Raw records
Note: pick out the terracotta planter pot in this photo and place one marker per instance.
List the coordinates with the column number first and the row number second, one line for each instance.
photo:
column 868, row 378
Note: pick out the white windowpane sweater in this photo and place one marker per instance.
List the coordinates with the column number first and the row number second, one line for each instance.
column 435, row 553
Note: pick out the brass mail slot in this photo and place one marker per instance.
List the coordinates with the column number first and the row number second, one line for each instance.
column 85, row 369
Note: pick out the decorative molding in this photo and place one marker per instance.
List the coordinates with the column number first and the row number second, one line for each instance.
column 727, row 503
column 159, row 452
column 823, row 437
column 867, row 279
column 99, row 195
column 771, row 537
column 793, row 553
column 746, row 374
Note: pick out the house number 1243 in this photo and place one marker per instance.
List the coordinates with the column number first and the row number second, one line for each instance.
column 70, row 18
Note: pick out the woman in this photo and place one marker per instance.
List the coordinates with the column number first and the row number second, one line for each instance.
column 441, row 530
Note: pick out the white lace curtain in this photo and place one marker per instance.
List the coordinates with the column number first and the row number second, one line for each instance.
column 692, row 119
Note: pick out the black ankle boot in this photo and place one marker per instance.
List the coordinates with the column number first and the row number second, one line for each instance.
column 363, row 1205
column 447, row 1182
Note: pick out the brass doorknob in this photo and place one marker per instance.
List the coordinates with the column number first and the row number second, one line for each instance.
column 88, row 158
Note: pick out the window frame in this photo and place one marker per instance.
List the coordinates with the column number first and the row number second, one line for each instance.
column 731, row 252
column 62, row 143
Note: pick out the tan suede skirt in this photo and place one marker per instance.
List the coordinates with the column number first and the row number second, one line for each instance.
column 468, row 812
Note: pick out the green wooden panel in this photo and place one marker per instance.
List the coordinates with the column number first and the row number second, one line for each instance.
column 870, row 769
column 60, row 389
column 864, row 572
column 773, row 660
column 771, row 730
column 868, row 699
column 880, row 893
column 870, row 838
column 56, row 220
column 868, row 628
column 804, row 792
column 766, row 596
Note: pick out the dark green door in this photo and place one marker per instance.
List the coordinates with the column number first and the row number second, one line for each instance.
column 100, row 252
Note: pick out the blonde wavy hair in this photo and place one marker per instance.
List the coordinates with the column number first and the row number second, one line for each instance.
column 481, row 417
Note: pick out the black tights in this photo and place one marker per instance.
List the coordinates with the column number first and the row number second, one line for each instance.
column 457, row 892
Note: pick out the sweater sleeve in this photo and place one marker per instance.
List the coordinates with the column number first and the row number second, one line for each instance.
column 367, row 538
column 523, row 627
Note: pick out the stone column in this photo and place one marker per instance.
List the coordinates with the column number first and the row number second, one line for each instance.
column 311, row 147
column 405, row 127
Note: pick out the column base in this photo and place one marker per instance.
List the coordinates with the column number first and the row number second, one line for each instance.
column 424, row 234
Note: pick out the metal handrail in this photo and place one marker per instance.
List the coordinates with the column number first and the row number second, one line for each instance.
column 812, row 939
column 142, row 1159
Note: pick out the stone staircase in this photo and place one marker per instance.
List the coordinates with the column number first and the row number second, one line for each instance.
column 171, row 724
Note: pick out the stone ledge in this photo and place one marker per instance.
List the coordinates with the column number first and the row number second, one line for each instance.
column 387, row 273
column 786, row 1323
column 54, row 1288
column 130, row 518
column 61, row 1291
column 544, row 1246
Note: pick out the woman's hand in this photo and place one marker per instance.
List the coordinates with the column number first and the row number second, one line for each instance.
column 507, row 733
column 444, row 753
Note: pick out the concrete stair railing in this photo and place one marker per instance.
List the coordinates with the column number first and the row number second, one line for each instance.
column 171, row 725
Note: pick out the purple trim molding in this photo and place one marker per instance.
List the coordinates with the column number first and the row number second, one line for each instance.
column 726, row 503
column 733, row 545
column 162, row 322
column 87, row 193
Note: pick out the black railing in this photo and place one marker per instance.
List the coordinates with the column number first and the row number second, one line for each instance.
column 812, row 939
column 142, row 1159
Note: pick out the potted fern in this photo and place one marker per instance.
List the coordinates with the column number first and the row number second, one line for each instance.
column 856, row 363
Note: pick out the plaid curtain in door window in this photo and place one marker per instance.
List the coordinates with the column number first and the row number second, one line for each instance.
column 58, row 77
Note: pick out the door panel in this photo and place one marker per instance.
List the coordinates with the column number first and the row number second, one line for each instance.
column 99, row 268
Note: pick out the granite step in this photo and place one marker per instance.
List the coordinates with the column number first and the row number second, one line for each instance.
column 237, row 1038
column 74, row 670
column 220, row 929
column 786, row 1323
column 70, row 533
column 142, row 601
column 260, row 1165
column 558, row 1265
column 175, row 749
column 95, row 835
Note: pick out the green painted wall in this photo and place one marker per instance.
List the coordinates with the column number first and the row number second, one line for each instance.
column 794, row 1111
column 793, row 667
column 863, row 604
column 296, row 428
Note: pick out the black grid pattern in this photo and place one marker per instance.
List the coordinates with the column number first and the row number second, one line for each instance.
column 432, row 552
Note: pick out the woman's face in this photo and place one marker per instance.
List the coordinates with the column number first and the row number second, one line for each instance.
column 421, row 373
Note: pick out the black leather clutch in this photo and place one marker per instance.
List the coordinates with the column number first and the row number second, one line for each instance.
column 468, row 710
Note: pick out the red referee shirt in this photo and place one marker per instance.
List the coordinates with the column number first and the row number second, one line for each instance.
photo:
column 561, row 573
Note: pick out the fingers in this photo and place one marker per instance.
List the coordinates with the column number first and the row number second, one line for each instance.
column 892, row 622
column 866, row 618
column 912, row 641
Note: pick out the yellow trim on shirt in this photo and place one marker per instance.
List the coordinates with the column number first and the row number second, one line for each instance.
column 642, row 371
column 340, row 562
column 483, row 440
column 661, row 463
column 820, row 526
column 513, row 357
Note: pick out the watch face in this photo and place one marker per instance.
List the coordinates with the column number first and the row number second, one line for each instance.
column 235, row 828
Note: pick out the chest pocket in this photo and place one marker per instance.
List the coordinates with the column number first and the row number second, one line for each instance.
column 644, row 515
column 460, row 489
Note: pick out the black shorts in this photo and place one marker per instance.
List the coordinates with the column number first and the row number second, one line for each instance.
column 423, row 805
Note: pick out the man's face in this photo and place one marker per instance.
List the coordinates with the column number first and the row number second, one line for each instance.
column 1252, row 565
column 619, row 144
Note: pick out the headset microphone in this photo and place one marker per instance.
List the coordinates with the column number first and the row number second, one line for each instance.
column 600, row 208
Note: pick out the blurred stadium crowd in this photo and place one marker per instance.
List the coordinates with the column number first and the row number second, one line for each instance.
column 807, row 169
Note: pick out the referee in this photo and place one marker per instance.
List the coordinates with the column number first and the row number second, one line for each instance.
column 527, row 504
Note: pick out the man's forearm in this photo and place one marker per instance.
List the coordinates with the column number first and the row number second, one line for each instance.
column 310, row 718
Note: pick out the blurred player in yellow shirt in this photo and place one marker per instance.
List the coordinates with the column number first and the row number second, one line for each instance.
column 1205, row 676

Exercise — Edit the listing so that "one marker per instance" becomes "a single marker on each instance" wherever it occurs, with no other changes.

Complete response —
Note: pick out the terracotta planter pot in this photo and place a single marker on each instance.
List the coordinates with the column number first and the row number second, one line for each instance.
photo:
column 868, row 378
Note: pick out the white windowpane sweater in this photo and place a single marker on each instance.
List the coordinates with the column number first and the row number second, one line for each instance.
column 435, row 553
Note: pick out the brass mail slot in this photo and place a single marker on each instance.
List the coordinates with the column number first and the row number second, one line for each instance.
column 85, row 369
Note: pick out the decorative molding in this photo and place a single marker on each instance.
List the coordinates with the column number first and the row number second, one line for each instance.
column 727, row 503
column 159, row 452
column 823, row 437
column 867, row 279
column 99, row 195
column 771, row 537
column 793, row 553
column 746, row 374
Note: pick out the house number 1243 in this photo and place a single marker on each instance.
List the coordinates with the column number first and the row number second, one line for each instance.
column 70, row 18
Note: pick out the woman in this photo and place a single marker on each instance.
List the coordinates with the column number first and the row number second, one line for each instance.
column 441, row 530
Note: pick out the white lace curtain in this photo and place a single marker on each instance.
List the coordinates with the column number first and the row number second, one line for each instance.
column 692, row 119
Note: pick out the black ankle boot in this photo and place a single marker on each instance.
List the coordinates with the column number first and the row number second, one line for each instance.
column 363, row 1205
column 447, row 1182
Note: pick out the brass doorknob in this photo and place a single marker on each instance.
List the coordinates with the column number first and the row number second, one line for each instance.
column 88, row 158
Note: pick out the window frame in this photo and place a single marker on each instance.
List the coordinates with the column number first and the row number second, one line for each instance.
column 731, row 252
column 62, row 143
Note: pick out the tan suede skirt in this photo and place a single marker on each instance.
List the coordinates with the column number first and the row number second, one line for each instance.
column 468, row 812
Note: pick out the green wooden panel in this photo and place a single marker on each instance.
List the coordinates with the column number first and the row number second, one line for each instance.
column 870, row 769
column 60, row 389
column 864, row 572
column 773, row 660
column 771, row 730
column 868, row 699
column 880, row 893
column 870, row 838
column 56, row 220
column 868, row 628
column 804, row 792
column 766, row 596
Note: pick out the dark green door in this photo and place a single marker on each instance.
List the coordinates with the column number first and the row number second, one line for each instance.
column 100, row 252
Note: pick out the blonde wavy hair in this photo and place a single marker on each instance.
List the coordinates with the column number first and the row number second, one line for each instance.
column 481, row 417
Note: pick out the black tights in this photo and place a single marker on each instance.
List the coordinates with the column number first and the row number second, one line for each instance.
column 457, row 892
Note: pick out the sweater sleeve in this photo and place a single marker on each instance.
List the coordinates with the column number first and the row number second, one line for each instance.
column 367, row 538
column 523, row 627
Note: pick out the stone column in this photo and place a single marker on each instance.
List the coordinates with the column number first and the row number second, one line for each instance.
column 311, row 147
column 405, row 127
Note: pick out the column base in this photo and place a single marker on each instance.
List the coordinates with the column number first and the row number second, one line for each instance.
column 424, row 234
Note: pick out the metal handrail in this photo and place a single marker on each instance.
List the coordinates with the column number first and the row number second, one line for each instance.
column 812, row 939
column 142, row 1159
Note: pick out the stone staircase in this photo and place a single marker on each instance.
List the coordinates with the column number first and the row number second, one line for each instance.
column 171, row 724
Note: pick out the stone ledge in this photo and place a single marker on each instance.
List the coordinates with the column number first and the row number second, one line for each instance.
column 387, row 273
column 786, row 1323
column 54, row 1288
column 130, row 518
column 61, row 1291
column 544, row 1246
Note: pick out the woman's hand in this photo and place a single marker on each instance.
List the coordinates with the column number first and the row number second, one line for each instance.
column 507, row 733
column 444, row 753
Note: pick out the concrete stair railing in this photo and place a single marker on each instance.
List the coordinates with the column number first and the row number second, one line for each instance.
column 171, row 725
Note: pick out the purple trim molding in this photo and place a single marker on each instance.
List the coordinates with the column number first and the row number second, one line for each instance.
column 726, row 503
column 733, row 545
column 162, row 322
column 87, row 193
Note: pick out the black railing in this photo and place a single marker on each instance.
List the coordinates with the column number first and the row number second, one line for each instance.
column 812, row 939
column 142, row 1159
Note: pick out the potted fern in this photo and place a single marker on each instance.
List the coordinates with the column number first and the row number second, one line for each instance.
column 856, row 363
Note: pick out the plaid curtain in door window in this photo and place a single marker on each instance.
List the coordinates with the column number first and the row number second, one line for each instance.
column 58, row 77
Note: pick out the door panel in this photo and place a single marker on each instance.
List the coordinates with the column number first and the row number second, one line for each instance.
column 99, row 268
Note: pick out the granite step in this photo and place a single marker on each instance.
List the coordinates with the column number first and the row number second, one line for each instance.
column 237, row 1038
column 74, row 670
column 220, row 929
column 786, row 1323
column 70, row 533
column 142, row 601
column 260, row 1165
column 558, row 1265
column 175, row 749
column 95, row 835
Note: pick out the green painted wall in this photo and place a single marker on each instance.
List the coordinates with the column number first and the row number second, one line for each instance.
column 794, row 1111
column 793, row 667
column 863, row 604
column 296, row 428
Note: pick out the black grid pattern in this photo and place a single marker on each instance.
List the coordinates with the column number first and the row number second, one line for each instance.
column 432, row 552
Note: pick out the woman's face in this photo and place a single marker on each instance.
List the coordinates with the column number first and the row number second, one line for each instance.
column 421, row 373
Note: pick out the black leather clutch in this photo and place a single marker on each instance.
List the coordinates with the column number first and the row number second, one line for each instance.
column 468, row 710
Note: pick out the red referee shirt in this photo and place a single marker on each instance.
List the coordinates with the column number first and the row number second, one line for each instance.
photo:
column 561, row 573
Note: pick out the fingers in this photo and place a single marker on each instance.
List the coordinates with the column number first and the row number second, one line for each instance.
column 892, row 622
column 866, row 618
column 912, row 641
Note: pick out the yellow trim on shirt in this photo and place a single marker on each instance.
List the coordinates with the column number first and the row number second, one line for each instance.
column 642, row 371
column 340, row 562
column 483, row 440
column 661, row 463
column 820, row 526
column 513, row 357
Note: pick out the watch face in this photo and place a single marker on each instance.
List the coordinates with the column number first and the row number second, one line for each instance.
column 235, row 828
Note: pick out the chest pocket in this photo and place a single marker on each instance.
List the coordinates with the column number first and the row number second, one line for each instance.
column 644, row 515
column 460, row 489
Note: pick out the black shorts in this photo and place a single marker on each instance.
List the coordinates with the column number first and the row number second, one line for each instance.
column 423, row 805
Note: pick out the man's face in this photo and place a single marker on each instance.
List the coordinates with the column number first and the row number second, one line for each instance.
column 1252, row 565
column 619, row 144
Note: pick out the headset microphone in this photo and place a single marker on each instance.
List the coordinates with the column number first and the row number second, one line for each instance.
column 600, row 208
Note: pick out the blurred stadium crowd in this photo and place a single marker on each instance.
List the coordinates with the column number first and the row number second, one line for each instance.
column 807, row 169
Note: pick out the referee in this photo and place a single marker on each instance.
List the coordinates with the column number first and the row number second, one line for each instance.
column 527, row 504
Note: pick out the man's forearm in this photo and place a single marker on each instance.
List the coordinates with the column number first and the row number second, one line for each instance.
column 310, row 718
Note: pick out the blurred player in yellow shirt in this photo and place a single marker on each instance.
List the coordinates with the column number first and the row number second, one line for each instance.
column 1205, row 676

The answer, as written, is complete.